Source document.
Many, many attempts have been made to date the creation of the earth. A
wishful attempt to place it a mere six thousand years ago, to conform to the
Bible’s written texts, made by, among others, Archbishop James Ussher of the
Established Church of Ireland, held sway until overtaken by the mass of
scientific evidence to the contrary. Ussher claimed that God created heaven and
earth on Saturday evening, October 22, 4004 BC.
Now it is held it occurred by spontaneous combustion over four billion years
ago. This satisfies mortal intelligence, but leaves aside the more fundamental
belief so graphically described by surviving descendants of the sun worshippers
of the Old and New Worlds.
As revealed by a Canadian Indian elder: "They say we worship the sun. They
are wrong. We worship what is behind the sun."
Given our predilection to interpret words as we ourselves use them—"when I
use a word it means what I choose it to mean" (Alice's Adventures in
Wonderland)—what is behind the sun is the force that created the sun, the
acknowledgment that there was/is a creator, not a happening without a happening
maker. "May the force be with you" of the cinematic "Star Wars" is but a secular
updating of "May God be with you", "Vaya con Dios", and our own "Dia dhiut".
And what has all this to do with the Ballyshannon Unconformity? It is that it
is ("I am who I am") a marker, a geological milestone in the ongoing act of
creation.
That still leaves me attempting to come to grips with the enormous stretch of
time compassed in 1.6 billion years.
The rock below the dynamited and desecrated Falls of Assaroe, around the
north side of the Cove and Inis Saimer, is now known to be 1.6 billion years
old, older by far than the rocks in the Niagara Falls Gorge, in other terms as
old as some of the rocks recovered at such expense from the surface of the moon.
Why fly to the moon when you can "saunter down the Mall" (Allingham) in
Ballyshannon, and marvel in the knowledge that what you see is a natural
phenomenon that is 1.6 billion years old? If this knowledge gets out, some local
rock hound may make a million selling authenticated samples that, when kissed,
may bestow no one knows what powers. After all, Pet Rocks were the rage not too
long ago.
O-n-e p-o i-n-t s-i-x b-i-l-l-i-o-n years old.! Somewhere in our
multi-layered, multi-dimensional universes, the Creator must be laughing.
For those of a scholarly bent, the Web site operated by the Irish Geological
Survey is well worth a visit. Senior Geologist, Barry Long, very kindly found
the time to provide the following information in reply to an e-mail query:
"Lower Carboniferous age rocks of the Ballyshannnon Limestone Formation lie
unconformably upon Precambrian quartzo-feldspathic paragneisses (referred to as
the Slishwood Division) seen in the Lough Derg inlier which extends in the
southwest as far as Ballyshannon (and also seen in the northeastern Ox Mountains
inlier, eastern Rosses Point inlier, and probably also the central Tyrone
inlier. The basal portion of the Ballyshannon Limestone Formation comprises
chiefly argillaceous limestones and calcareous shales of Chadian age.

Written exercise A. From the piece on the Ballyshannon rocks, set down the stretch from "Given our predilection" through "1.6 billion years." word for word.
The rows that come next have nothing to do with the piece on the Ballyshannon rocks.

Input data.
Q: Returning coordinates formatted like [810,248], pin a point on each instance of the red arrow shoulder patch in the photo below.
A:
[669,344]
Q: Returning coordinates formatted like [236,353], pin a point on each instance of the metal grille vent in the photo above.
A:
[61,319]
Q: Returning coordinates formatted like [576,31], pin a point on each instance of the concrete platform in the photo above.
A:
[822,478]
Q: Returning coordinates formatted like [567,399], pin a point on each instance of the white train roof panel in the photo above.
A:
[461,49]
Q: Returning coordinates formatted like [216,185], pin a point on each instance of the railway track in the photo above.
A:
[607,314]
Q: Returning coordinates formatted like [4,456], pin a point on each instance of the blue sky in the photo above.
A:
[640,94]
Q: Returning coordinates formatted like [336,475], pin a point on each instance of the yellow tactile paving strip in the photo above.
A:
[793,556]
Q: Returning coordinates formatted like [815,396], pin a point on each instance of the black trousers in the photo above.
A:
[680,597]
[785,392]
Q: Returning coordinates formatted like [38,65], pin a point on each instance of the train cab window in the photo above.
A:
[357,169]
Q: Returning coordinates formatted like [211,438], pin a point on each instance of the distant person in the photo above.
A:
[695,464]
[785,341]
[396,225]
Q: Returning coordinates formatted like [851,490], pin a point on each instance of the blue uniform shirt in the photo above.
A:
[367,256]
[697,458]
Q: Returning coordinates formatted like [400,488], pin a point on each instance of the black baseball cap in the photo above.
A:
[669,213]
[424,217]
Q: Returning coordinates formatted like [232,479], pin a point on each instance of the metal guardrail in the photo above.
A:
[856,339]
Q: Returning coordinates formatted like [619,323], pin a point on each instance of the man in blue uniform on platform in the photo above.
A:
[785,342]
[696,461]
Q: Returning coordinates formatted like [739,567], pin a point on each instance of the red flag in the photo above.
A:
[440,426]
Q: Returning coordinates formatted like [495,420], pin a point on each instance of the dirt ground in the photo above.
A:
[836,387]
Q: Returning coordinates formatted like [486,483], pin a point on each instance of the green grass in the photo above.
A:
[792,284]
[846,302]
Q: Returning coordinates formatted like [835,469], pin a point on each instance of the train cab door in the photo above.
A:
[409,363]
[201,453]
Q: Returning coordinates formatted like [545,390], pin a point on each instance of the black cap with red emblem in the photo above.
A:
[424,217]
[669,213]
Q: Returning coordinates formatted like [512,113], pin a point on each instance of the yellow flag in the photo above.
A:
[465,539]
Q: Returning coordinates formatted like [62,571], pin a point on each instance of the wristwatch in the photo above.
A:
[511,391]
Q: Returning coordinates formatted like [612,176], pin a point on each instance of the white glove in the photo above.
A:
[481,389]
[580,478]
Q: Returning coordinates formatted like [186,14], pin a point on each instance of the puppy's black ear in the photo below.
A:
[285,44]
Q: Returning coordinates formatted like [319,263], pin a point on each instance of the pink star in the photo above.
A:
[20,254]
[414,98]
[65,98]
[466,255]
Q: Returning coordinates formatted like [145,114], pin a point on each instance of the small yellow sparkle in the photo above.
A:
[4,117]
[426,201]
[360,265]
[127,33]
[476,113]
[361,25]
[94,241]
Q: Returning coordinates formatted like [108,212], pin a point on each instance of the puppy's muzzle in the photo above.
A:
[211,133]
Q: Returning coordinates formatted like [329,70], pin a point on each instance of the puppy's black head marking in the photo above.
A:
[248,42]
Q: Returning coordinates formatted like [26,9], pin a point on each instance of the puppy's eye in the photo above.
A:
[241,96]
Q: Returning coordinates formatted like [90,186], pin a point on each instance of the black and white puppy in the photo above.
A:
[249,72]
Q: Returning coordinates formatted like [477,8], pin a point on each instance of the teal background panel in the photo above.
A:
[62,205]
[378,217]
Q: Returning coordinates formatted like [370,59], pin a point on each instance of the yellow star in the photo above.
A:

Written exercise B. Offset the coordinates in the rows, from the row that contains "Q: Returning coordinates formatted like [108,212], pin" through the end of the rows, by adding 145 to every number in the answers. Write out only that stretch in full, with nothing else changed.

Task result A.
Given our predilection to interpret words as we ourselves use them—"when I
use a word it means what I choose it to mean" (Alice's Adventures in
Wonderland)—what is behind the sun is the force that created the sun, the
acknowledgment that there was/is a creator, not a happening without a happening
maker. "May the force be with you" of the cinematic "Star Wars" is but a secular
updating of "May God be with you", "Vaya con Dios", and our own "Dia dhiut".
And what has all this to do with the Ballyshannon Unconformity? It is that it
is ("I am who I am") a marker, a geological milestone in the ongoing act of
creation.
That still leaves me attempting to come to grips with the enormous stretch of
time compassed in 1.6 billion years.

Task result B.
Q: Returning coordinates formatted like [108,212], pin a point on each instance of the puppy's muzzle in the photo above.
A:
[356,278]
Q: Returning coordinates formatted like [329,70], pin a point on each instance of the puppy's black head marking in the photo above.
A:
[393,187]
Q: Returning coordinates formatted like [26,9], pin a point on each instance of the puppy's eye in the photo above.
A:
[386,241]
Q: Returning coordinates formatted like [90,186], pin a point on each instance of the black and white puppy in the photo above.
A:
[394,217]
Q: Returning coordinates formatted like [477,8], pin a point on each instance of the teal background panel in the photo above.
A:
[207,350]
[523,362]
Q: Returning coordinates formatted like [370,59], pin a point on each instance of the yellow star in the photo above.
A:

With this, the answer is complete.